Aşağıdaki mâzeret ve vicdan yazısına göre içimizdeki yaralı hayvan nelerden ibarettir? Hepsini sıralayınız.
──────── Verilen metin
CEM SANCAR CEM SANCAR
09 Mart 2025, Pazar

Mâzeret ve vicdan

İnsanın hep bir mâzereti vardır. Hepimiz hata yaparız. İçimizde kuyruksuz bir primat başını kaldırır sık sık. Öfkeden hasetten fesattan ibaret yaralı bir hayvan. Bazen zehirleyici dilini uzatır.
En korkunç cinayetler kelimelerle, tavır ve davranışlarla işlenir. Manipülasyon, itme kakma, aşağılama, ayağını kaydırma, iftira dedikodu ve sükût suikastı o sabıkanın kanlı bıçaklarıdır.
İçimizdeki vahşiye yenilir, birilerine acı verir ve mâzeret ararız.
Her yediğimiz halta da bir bahane buluruz. İnsan, en büyük yalanı kendine söyler...

***

Ama vicdanı sızlayanlar öyle mi ya?
Onlar yanlış yaptıklarında vicdanları sarsılanlardır. Birine haksızlık yaptıklarında kendilerini hasta hissedenlerdir. İşte o noktada nefis muhasebesine, arınmaya bir kapı açılır. Bazısı o kapıyı bulur iyileşir, bazısı bulamaz, ateşler içinde yanar, cehennemi yaşar.

İblis tipinin modernleridir bunlar.
────────────────
──────── Sağlanan veriler
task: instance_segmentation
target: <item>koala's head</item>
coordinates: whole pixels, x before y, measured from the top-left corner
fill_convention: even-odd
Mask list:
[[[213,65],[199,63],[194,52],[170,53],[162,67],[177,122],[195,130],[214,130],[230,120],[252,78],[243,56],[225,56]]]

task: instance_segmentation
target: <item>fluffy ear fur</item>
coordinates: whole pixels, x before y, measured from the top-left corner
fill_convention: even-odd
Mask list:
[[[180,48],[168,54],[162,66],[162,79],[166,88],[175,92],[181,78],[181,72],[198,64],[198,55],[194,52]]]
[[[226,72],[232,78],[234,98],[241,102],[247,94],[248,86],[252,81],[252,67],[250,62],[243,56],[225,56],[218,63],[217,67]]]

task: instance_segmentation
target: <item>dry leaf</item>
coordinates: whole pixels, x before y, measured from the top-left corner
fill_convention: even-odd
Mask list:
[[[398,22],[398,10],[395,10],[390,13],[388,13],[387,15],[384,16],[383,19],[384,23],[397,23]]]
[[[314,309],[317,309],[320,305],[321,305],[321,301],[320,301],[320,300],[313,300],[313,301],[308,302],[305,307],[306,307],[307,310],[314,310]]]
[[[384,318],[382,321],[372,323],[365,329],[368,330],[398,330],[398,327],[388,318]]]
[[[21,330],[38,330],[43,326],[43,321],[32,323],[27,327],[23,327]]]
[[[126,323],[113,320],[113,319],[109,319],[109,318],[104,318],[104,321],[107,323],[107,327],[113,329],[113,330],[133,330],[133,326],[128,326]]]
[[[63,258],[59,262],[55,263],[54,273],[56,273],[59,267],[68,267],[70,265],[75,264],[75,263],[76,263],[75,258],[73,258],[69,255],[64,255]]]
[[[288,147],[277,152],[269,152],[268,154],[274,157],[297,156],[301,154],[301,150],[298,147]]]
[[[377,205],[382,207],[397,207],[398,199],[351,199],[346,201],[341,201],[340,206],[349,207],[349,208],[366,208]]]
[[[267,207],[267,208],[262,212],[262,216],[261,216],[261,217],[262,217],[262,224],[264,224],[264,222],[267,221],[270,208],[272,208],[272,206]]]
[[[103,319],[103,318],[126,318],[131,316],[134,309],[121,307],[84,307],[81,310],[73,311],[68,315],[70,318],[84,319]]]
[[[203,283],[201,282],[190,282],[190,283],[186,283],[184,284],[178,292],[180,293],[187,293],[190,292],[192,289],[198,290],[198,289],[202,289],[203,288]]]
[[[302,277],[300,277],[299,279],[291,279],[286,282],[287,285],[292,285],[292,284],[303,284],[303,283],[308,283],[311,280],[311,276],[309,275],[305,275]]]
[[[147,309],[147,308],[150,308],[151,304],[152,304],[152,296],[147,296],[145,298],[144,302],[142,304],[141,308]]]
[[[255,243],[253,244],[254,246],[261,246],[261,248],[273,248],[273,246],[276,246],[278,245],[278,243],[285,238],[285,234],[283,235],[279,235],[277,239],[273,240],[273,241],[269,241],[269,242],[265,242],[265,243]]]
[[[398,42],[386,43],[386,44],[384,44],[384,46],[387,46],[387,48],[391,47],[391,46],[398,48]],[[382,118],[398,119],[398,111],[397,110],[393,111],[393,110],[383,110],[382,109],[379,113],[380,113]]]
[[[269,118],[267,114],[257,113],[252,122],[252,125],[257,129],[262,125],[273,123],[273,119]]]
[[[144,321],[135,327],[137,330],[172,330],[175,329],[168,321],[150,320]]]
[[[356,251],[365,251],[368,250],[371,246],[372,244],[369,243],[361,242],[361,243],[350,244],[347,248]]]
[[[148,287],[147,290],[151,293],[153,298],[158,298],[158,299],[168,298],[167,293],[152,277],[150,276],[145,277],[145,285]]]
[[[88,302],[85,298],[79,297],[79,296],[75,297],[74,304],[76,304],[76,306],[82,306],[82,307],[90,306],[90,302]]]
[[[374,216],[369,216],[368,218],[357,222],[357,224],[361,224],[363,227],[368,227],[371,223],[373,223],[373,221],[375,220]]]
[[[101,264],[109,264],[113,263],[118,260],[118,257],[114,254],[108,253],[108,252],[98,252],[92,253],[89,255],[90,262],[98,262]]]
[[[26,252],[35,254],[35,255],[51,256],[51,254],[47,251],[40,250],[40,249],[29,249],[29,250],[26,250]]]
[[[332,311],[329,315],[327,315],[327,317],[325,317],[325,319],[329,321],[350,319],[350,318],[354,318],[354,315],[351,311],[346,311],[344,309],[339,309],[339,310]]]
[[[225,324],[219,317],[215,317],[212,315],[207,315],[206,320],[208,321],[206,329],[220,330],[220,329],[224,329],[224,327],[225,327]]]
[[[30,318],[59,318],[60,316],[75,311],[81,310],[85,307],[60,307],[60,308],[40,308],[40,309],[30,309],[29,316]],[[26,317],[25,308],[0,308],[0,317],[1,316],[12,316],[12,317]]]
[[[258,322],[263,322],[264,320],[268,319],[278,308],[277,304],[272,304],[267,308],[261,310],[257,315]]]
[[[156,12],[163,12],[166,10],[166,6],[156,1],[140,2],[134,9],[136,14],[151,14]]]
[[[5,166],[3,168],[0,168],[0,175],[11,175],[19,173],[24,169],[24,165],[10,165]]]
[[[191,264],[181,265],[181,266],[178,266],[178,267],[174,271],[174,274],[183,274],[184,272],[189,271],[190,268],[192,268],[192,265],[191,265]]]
────────────────
■ Beklenen cevap ■
Öfke, haset ve fesat.